* [Your objective]:
Write out the data again exactly, skipping every picture.

Object pointing dataset rows:
——

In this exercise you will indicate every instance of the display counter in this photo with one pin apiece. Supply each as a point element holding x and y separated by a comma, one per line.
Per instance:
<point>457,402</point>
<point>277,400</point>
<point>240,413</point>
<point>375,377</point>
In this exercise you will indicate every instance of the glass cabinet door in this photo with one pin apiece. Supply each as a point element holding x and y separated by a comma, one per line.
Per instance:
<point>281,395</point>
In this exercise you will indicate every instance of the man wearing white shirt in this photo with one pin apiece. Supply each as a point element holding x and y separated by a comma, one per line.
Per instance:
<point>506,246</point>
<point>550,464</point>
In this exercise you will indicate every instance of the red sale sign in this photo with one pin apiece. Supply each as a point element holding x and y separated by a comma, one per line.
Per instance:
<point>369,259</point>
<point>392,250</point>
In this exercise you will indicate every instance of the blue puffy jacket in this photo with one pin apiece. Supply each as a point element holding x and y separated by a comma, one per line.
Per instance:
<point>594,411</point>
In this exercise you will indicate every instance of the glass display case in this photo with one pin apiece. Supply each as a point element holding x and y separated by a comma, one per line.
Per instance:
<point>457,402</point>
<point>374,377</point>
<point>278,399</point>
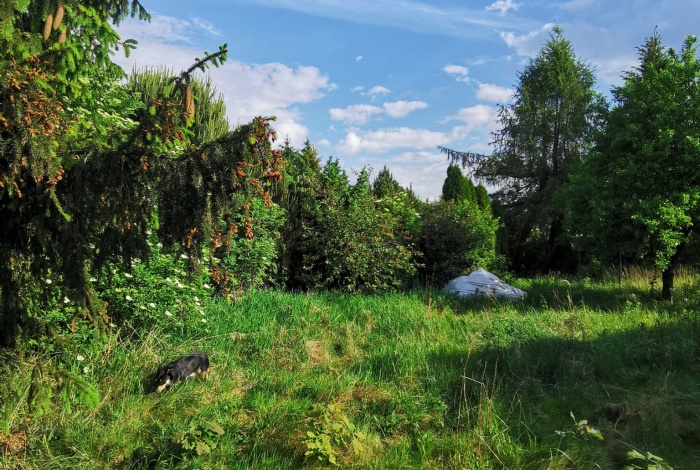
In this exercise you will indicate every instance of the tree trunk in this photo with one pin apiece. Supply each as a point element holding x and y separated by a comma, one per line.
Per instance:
<point>667,282</point>
<point>554,262</point>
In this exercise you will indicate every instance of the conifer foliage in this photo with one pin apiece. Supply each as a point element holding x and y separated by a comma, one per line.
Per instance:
<point>85,166</point>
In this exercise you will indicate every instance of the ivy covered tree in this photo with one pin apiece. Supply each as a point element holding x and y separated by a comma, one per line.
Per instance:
<point>637,195</point>
<point>210,121</point>
<point>543,135</point>
<point>83,169</point>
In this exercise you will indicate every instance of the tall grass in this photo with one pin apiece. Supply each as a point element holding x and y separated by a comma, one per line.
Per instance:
<point>425,380</point>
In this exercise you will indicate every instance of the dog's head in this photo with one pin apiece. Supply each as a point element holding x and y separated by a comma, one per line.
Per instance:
<point>164,377</point>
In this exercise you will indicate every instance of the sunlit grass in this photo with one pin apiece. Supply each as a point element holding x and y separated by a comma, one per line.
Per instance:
<point>429,380</point>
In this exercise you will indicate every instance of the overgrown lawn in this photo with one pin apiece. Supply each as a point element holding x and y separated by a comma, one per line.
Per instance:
<point>415,380</point>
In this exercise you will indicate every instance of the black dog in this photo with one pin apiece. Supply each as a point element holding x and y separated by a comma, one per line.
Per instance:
<point>196,363</point>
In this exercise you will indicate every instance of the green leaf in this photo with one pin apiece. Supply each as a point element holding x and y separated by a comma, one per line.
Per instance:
<point>216,428</point>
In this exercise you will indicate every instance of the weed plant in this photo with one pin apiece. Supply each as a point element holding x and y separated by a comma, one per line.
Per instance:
<point>418,380</point>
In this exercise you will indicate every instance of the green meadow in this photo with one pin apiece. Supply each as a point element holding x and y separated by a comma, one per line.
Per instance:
<point>579,375</point>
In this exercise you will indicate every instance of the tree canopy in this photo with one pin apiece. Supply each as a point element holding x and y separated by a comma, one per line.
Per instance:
<point>542,137</point>
<point>85,164</point>
<point>637,194</point>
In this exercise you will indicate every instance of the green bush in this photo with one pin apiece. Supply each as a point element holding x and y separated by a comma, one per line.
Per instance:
<point>356,243</point>
<point>455,239</point>
<point>164,292</point>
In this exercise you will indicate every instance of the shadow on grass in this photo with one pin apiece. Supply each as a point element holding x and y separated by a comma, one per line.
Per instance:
<point>638,387</point>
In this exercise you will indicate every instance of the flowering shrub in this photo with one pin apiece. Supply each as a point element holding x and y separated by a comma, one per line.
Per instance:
<point>163,292</point>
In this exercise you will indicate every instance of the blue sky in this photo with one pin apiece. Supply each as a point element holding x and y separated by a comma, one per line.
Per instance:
<point>384,82</point>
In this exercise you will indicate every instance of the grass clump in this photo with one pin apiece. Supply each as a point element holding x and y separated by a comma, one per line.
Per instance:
<point>417,380</point>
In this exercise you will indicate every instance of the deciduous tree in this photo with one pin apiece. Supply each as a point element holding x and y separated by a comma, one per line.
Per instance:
<point>637,196</point>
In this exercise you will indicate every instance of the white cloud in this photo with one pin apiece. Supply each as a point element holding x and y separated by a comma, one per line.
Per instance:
<point>475,117</point>
<point>529,43</point>
<point>378,90</point>
<point>578,4</point>
<point>399,109</point>
<point>424,171</point>
<point>383,140</point>
<point>494,93</point>
<point>455,19</point>
<point>357,114</point>
<point>502,6</point>
<point>460,73</point>
<point>206,26</point>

——

* [Exercise output]:
In this exercise you will indicate every instance of the display counter in this photo with one pin apiece. Supply each as a point element holding x and y separated by a comma, one per line.
Per instance:
<point>457,402</point>
<point>277,400</point>
<point>240,413</point>
<point>375,377</point>
In this exercise you will indicate every instance of the glass cabinet door in this photo with one pin apiece. Supply each as a point element holding x and y separated by a comma, one per line.
Per instance:
<point>281,395</point>
In this exercise you will indicate every instance of the man wearing white shirt in this photo with one pin apiece. Supply each as a point element holding x and y separated by a comma, one per line.
Per instance:
<point>506,246</point>
<point>550,464</point>
In this exercise you will indicate every instance of the red sale sign in this photo with one pin apiece. Supply each as a point element holding x and y separated by a comma, one per line.
Per instance:
<point>369,259</point>
<point>392,250</point>
In this exercise you will indicate every instance of the blue puffy jacket in this photo with one pin apiece. Supply each as a point element holding x and y separated by a comma, one per line.
Per instance:
<point>594,411</point>
In this exercise you will indicate every instance of the glass display case in this photo with one pin apiece. Supply each as a point element holding x and y separated by a comma, one per line.
Per instance:
<point>457,402</point>
<point>374,377</point>
<point>278,399</point>
In this exercise you will indicate every instance of the tree trunk in this photo with one pin apiece. Supply each as a point element holding x and y separated by a comma, one per line.
Per instance:
<point>667,282</point>
<point>554,262</point>
In this exercise you will indicate every instance of the conifer foliage in this photo with one pin apiece. Supply each as a point element holding x and y separated by a comma, one per line.
Per instance:
<point>85,166</point>
In this exercise you will indicate every instance of the ivy covered tree in this photo with one pin apiece. Supply each as a point element holding x and y separated by a comma, one per line.
Per instance:
<point>637,195</point>
<point>210,121</point>
<point>543,135</point>
<point>83,169</point>
In this exercise you will indicate every instance of the tall grass in this photo with one pin apiece. Supply each as a point element holding x and y separated by a comma, one per line.
Per instance:
<point>425,380</point>
In this exercise you will indicate every instance of the dog's head in this photo with one pin apiece. Supply each as a point element holding x and y separated by a comma, one per line.
Per instance:
<point>164,377</point>
In this exercise you will indicate every instance of the sunlit grass in this photo with one pin apiece. Supply each as a point element holding x and y separated by a comma, one per line.
Per instance:
<point>429,380</point>
In this exercise you will indicate every instance of the overgrown lawn in this photo with one pin apiece. Supply each as a point element holding x and y separated by a comma, one per line.
Per instance:
<point>415,380</point>
In this exercise you will indicate every instance of the black dog in this photo with one pin apiece. Supply each as a point element holding x and y separated by a comma, one per line.
Per instance:
<point>196,363</point>
In this exercise you will indicate every instance of the green leaf in this photo with one pin apiece. Supply each as a point element holding x and y separated by a comma, one per line.
Per instance:
<point>216,428</point>
In this exercise you will indicate every instance of the weed plant in this photo with one pin apiece. Supply each as a point element holding x and y separated by a comma, one per line.
Per instance:
<point>418,380</point>
In this exercise you will indicate every instance of the green meadow in this photo with one pin apiece. Supply each as a point element holding x and y separated by a comma, one per line.
Per instance:
<point>579,375</point>
In this exercise you will indicate every instance of the tree canopy in this photo with one pin apiece. Supply each as a point element holding x and y separated by a comma, one per line.
Per instance:
<point>542,137</point>
<point>85,164</point>
<point>637,194</point>
In this exercise you will indicate every instance of the green bush in this photo with one pin apiece. Supply each as a point element holding x and y separated by a comma, one per line.
Per instance:
<point>356,243</point>
<point>455,239</point>
<point>164,292</point>
In this exercise you will indicate every instance of the shadow on grass in this photo with one pin apiece. Supply each as a point element holding x and y separated by a comma, one per line.
Per instance:
<point>638,387</point>
In this exercise you will indicate every instance of the flowering shrub in this photo with one pin apiece. Supply each as a point element holding x and y separated by a comma, one per line.
Per instance:
<point>163,292</point>
In this exercise you will indicate every instance of the blue sky in this photo with one pin apiece. Supply each as a point element holding x and y separated by a comma, one per line.
Per instance:
<point>384,82</point>
In this exercise you will indicate every instance of the grass clump in this photo with one pin apiece. Supply each as a point element holding x and y separated by a comma, one per line.
Per instance:
<point>417,380</point>
In this exercise you will indicate every instance of the deciduous tree in this photo with one pin apiece. Supply each as a point element holding x and y separated by a comma, one per line.
Per instance:
<point>637,196</point>
In this exercise you will indicate every instance of the white cloud in this photo with one pin apiece. Supply each as a point element holding x and y separated by a comma, one per line.
Per instance:
<point>475,117</point>
<point>529,43</point>
<point>378,90</point>
<point>578,4</point>
<point>399,109</point>
<point>424,171</point>
<point>383,140</point>
<point>494,93</point>
<point>455,19</point>
<point>357,114</point>
<point>502,6</point>
<point>460,73</point>
<point>206,26</point>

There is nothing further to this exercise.